• _About this exercise_
Transcribe all records, preserving every character.

• _Data_
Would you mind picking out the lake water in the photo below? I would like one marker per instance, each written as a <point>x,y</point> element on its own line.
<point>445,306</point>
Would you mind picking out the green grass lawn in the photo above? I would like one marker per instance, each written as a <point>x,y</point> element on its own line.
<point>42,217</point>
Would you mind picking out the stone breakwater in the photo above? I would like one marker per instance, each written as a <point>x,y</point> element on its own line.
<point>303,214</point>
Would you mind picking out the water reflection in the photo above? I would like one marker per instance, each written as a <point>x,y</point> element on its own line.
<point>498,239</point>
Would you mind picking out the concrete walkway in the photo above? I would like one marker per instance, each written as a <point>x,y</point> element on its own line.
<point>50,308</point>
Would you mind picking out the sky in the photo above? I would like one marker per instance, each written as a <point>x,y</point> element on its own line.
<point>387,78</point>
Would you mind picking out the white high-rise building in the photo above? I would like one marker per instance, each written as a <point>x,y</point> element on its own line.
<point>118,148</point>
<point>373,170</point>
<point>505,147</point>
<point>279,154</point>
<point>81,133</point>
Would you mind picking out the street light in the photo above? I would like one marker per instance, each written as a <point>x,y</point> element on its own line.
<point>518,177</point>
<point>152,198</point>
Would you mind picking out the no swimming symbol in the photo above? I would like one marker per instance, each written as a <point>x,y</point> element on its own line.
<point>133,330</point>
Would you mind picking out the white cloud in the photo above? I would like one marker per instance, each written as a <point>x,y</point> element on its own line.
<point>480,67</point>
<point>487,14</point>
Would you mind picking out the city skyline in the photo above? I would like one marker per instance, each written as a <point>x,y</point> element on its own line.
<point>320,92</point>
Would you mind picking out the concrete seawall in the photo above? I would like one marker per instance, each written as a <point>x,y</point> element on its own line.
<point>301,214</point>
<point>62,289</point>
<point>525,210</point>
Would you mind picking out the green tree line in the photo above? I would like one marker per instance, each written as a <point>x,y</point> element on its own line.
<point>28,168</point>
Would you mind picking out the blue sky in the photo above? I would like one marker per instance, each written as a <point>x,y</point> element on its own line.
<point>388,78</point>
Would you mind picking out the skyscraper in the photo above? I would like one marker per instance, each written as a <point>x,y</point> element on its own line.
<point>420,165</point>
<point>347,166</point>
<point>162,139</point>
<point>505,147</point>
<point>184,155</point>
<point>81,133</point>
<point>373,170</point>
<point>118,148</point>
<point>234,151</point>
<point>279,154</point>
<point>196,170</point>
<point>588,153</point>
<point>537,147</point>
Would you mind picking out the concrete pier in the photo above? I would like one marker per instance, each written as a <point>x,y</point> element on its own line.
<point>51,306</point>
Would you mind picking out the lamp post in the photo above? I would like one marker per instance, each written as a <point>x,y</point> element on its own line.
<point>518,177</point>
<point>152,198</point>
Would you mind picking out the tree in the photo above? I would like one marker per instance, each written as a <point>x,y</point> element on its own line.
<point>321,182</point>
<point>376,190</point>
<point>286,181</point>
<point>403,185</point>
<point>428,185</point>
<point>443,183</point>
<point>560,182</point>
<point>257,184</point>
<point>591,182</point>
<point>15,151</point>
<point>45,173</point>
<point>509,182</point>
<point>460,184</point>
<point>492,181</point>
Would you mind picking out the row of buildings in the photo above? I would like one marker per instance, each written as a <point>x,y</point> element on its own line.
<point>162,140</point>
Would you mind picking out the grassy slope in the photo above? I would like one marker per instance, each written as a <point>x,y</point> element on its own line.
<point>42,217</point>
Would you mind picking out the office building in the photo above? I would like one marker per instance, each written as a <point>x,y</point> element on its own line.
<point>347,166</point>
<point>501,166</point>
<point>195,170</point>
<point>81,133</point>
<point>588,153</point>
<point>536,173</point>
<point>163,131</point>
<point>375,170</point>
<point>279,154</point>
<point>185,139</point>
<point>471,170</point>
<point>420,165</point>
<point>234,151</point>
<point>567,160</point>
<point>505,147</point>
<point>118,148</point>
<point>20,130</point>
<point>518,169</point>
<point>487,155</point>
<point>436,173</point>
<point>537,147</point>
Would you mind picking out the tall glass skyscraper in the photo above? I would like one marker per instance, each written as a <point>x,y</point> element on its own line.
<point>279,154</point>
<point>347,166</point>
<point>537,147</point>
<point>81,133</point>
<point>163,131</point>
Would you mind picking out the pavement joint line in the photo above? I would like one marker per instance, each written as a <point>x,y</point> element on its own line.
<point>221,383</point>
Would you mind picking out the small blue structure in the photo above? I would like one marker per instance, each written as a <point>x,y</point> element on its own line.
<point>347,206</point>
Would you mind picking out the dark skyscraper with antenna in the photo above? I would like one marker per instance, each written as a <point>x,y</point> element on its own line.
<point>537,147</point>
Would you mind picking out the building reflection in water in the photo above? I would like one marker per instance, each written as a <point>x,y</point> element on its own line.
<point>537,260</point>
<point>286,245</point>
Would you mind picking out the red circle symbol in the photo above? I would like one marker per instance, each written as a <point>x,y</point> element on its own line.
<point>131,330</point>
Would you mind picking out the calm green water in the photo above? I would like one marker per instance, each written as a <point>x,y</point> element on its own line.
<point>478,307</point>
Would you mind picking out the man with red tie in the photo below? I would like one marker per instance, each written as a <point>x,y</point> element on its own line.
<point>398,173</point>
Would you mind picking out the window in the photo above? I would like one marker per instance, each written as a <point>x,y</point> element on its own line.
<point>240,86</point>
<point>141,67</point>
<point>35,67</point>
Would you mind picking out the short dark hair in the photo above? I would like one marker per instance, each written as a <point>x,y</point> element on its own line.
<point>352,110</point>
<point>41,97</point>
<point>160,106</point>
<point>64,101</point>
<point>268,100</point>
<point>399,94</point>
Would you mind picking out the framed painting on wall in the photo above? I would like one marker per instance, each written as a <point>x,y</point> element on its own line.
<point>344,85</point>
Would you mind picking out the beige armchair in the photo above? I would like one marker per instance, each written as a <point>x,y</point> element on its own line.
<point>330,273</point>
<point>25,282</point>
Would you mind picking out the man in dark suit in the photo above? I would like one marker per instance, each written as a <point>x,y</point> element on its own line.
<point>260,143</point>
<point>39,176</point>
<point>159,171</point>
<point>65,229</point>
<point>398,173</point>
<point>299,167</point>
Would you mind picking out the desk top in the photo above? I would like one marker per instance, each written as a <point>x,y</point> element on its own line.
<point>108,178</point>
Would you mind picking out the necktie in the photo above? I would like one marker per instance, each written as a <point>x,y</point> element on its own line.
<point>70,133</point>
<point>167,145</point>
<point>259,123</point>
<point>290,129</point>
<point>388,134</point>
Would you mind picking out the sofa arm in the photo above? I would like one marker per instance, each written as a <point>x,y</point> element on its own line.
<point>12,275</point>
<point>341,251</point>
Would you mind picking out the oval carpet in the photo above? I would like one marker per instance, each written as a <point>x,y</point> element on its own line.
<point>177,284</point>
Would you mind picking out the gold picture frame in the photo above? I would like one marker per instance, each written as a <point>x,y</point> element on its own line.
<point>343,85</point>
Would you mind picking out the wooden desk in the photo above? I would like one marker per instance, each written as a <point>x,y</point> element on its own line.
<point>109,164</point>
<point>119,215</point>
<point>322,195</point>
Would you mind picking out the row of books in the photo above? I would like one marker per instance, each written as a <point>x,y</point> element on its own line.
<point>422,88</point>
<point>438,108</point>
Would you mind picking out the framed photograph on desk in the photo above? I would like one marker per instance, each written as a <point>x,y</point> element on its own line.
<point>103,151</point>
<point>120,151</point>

• _Result of this task_
Would you mind picking out the lake water in the photo below? I would like one marker per instance, each written as a <point>x,y</point> element on its own line.
<point>445,306</point>
Would you mind picking out the green grass lawn in the photo above? I would like one marker per instance, each written as a <point>x,y</point> element on its own line.
<point>42,217</point>
Would you mind picking out the stone breakwater in the photo above? I would like one marker per instance, each written as a <point>x,y</point> element on its own line.
<point>303,214</point>
Would you mind picking out the water reflection in the photo above? I would like one marker per instance, each written as a <point>x,y</point> element on its own line.
<point>498,239</point>
Would you mind picking out the concrete walkway in the photo above? I would like one marker per instance, each written as a <point>x,y</point> element on its own line.
<point>50,308</point>
Would you mind picking out the sky in the photo above? I would like one marker per instance, each written as a <point>x,y</point> element on its own line.
<point>387,78</point>
Would you mind picking out the white high-rise building in the photo above? I would like one marker per instance, each written as a <point>x,y</point> element on its own line.
<point>118,148</point>
<point>373,170</point>
<point>505,147</point>
<point>279,154</point>
<point>81,133</point>
Would you mind picking out the street light in the photo above? I would like one marker per instance, each written as a <point>x,y</point> element on its own line.
<point>518,177</point>
<point>152,198</point>
Would you mind picking out the no swimming symbol in the photo above? I would like one marker per instance, each written as a <point>x,y</point> element on its own line.
<point>133,330</point>
Would you mind picking out the white cloud in the photo above? I would like one marker per instance, each written as a <point>x,y</point> element on its own line.
<point>480,67</point>
<point>487,14</point>
Would you mind picking out the city skyline in the photo above? I would like one marker per instance, each written as a <point>x,y</point> element on its own line.
<point>320,92</point>
Would you mind picking out the concrete seawall in the photo above? I would like one marker per instance, each written as a <point>x,y</point> element on its own line.
<point>301,214</point>
<point>62,289</point>
<point>525,210</point>
Would you mind picking out the green tree line in the photo above? I would like one marker per instance, each written as a <point>x,y</point> element on its own line.
<point>28,168</point>
Would you mind picking out the blue sky in the photo above? I would like one marker per instance, each written as a <point>x,y</point> element on its own line.
<point>388,78</point>
Would you mind picking out the skyscraper in the photo above? I would like one marker per instance, each written as a <point>x,y</point> element on its own line.
<point>420,165</point>
<point>347,166</point>
<point>162,139</point>
<point>505,147</point>
<point>184,155</point>
<point>81,133</point>
<point>373,170</point>
<point>118,148</point>
<point>234,151</point>
<point>279,154</point>
<point>196,170</point>
<point>588,153</point>
<point>537,147</point>
Would you mind picking out the concrete pier in the photo above? I would like one marker per instance, each written as a <point>x,y</point> element on its own line.
<point>51,306</point>
Would you mind picking out the lamp post in the photo above? I would like one marker per instance, each written as a <point>x,y</point> element on its own line.
<point>518,177</point>
<point>152,198</point>
Would you mind picking out the tree in the photo above? I would like one marker per instance, each written as a <point>x,y</point> element on its own line.
<point>321,182</point>
<point>376,190</point>
<point>286,181</point>
<point>403,185</point>
<point>428,185</point>
<point>443,183</point>
<point>560,182</point>
<point>257,184</point>
<point>591,182</point>
<point>15,151</point>
<point>45,173</point>
<point>509,182</point>
<point>460,184</point>
<point>492,181</point>
Would you mind picking out the row of buildings in the photo above? I would like one marker per instance, each written as a <point>x,y</point> element on its own line.
<point>162,140</point>
Would you mind picking out the grassy slope in the photo above? I would like one marker per instance, each written as a <point>x,y</point> element on its own line.
<point>42,217</point>
Would you mind picking out the office building in the photo above? I would like one marker per instance, each written as a <point>x,y</point> element on its own line.
<point>347,166</point>
<point>501,166</point>
<point>195,170</point>
<point>81,133</point>
<point>588,153</point>
<point>536,173</point>
<point>163,131</point>
<point>375,170</point>
<point>279,154</point>
<point>185,139</point>
<point>471,170</point>
<point>420,165</point>
<point>234,151</point>
<point>567,160</point>
<point>505,147</point>
<point>118,148</point>
<point>20,130</point>
<point>518,169</point>
<point>487,155</point>
<point>436,173</point>
<point>537,147</point>
Would you mind picking out the tall glass skyscraper in the photo above? I would like one marker per instance, each written as a <point>x,y</point> element on its own line.
<point>279,154</point>
<point>347,166</point>
<point>537,147</point>
<point>81,133</point>
<point>163,131</point>
Would you mind picking out the pavement joint line in the photo above? I would like one marker per instance, each written as a <point>x,y</point> element on its own line.
<point>221,383</point>
Would you mind picking out the small blue structure in the photo above? I would like one marker per instance, each written as a <point>x,y</point> element on its own line.
<point>347,206</point>
Would you mind picking out the dark skyscraper with antenna in the photo above? I would like one marker per instance, each written as a <point>x,y</point> element on its own line.
<point>537,147</point>
Would you mind picking out the building reflection in water in the photo above? I would like one marker per instance, each written as a <point>x,y</point> element on its own line.
<point>537,260</point>
<point>286,245</point>
Would you mind picking out the red circle symbol in the photo above? I would like one marker per instance, each written as a <point>x,y</point> element on its own line.
<point>131,330</point>
Would you mind picking out the calm green water in the photo above? I would like one marker per instance, each written as a <point>x,y</point> element on its own line.
<point>478,307</point>
Would you mind picking out the man with red tie in the photo below? I would like one marker per instance, each written as a <point>x,y</point> element on its own line.
<point>398,173</point>
Would you mind picking out the window in the photo above? I would like one marker per instance, each written as a <point>x,y</point> element on its own line.
<point>240,86</point>
<point>141,67</point>
<point>35,67</point>
Would you mind picking out the short dark hair in the photo above? I would like one marker per instance, each written as a <point>x,y</point> element on its own line.
<point>352,110</point>
<point>41,97</point>
<point>160,106</point>
<point>64,101</point>
<point>268,100</point>
<point>399,94</point>
Would you mind picking out the framed painting on wall in the photo above? I would like one marker per instance, each written as a <point>x,y</point> element on its own line.
<point>344,85</point>
Would you mind picking out the beige armchair in the photo above? I would like one marker per instance, each written as a <point>x,y</point> element on its own line.
<point>330,273</point>
<point>25,282</point>
Would you mind picking out the man in dark suit in the photo above? I would like one marker per instance, each written as a <point>x,y</point> element on its own line.
<point>260,143</point>
<point>39,176</point>
<point>159,171</point>
<point>65,229</point>
<point>398,173</point>
<point>299,167</point>
Would you mind picking out the desk top in the photo above? I would like one marker per instance, each written as a <point>x,y</point> element on its own line.
<point>108,178</point>
Would you mind picking out the necktie in the photo above? I would like one marker per instance, each written as a <point>x,y</point> element on its own line.
<point>70,133</point>
<point>167,145</point>
<point>259,123</point>
<point>290,129</point>
<point>388,134</point>
Would you mind picking out the sofa arm in the photo above? I would like one marker per instance, each written as a <point>x,y</point> element on its own line.
<point>12,275</point>
<point>341,251</point>
Would you mind picking out the oval carpet in the photo above? I would like one marker per instance, each written as a <point>x,y</point> element on its own line.
<point>177,284</point>
Would you mind picking out the gold picture frame in the photo above? I would like one marker per instance, each written as a <point>x,y</point> element on its own line.
<point>343,85</point>
Would you mind picking out the wooden desk in the photo above? I would like one marker per instance, each written as a <point>x,y</point> element on its own line.
<point>109,164</point>
<point>119,215</point>
<point>322,195</point>
Would you mind picking out the row of books in the photo above? I would like one marker per instance, each written as a <point>x,y</point> element on its own line.
<point>422,88</point>
<point>438,108</point>
Would you mind picking out the framed photograph on desk in the photo above? I would like one marker per instance, each written as a <point>x,y</point> element on its own line.
<point>103,151</point>
<point>120,151</point>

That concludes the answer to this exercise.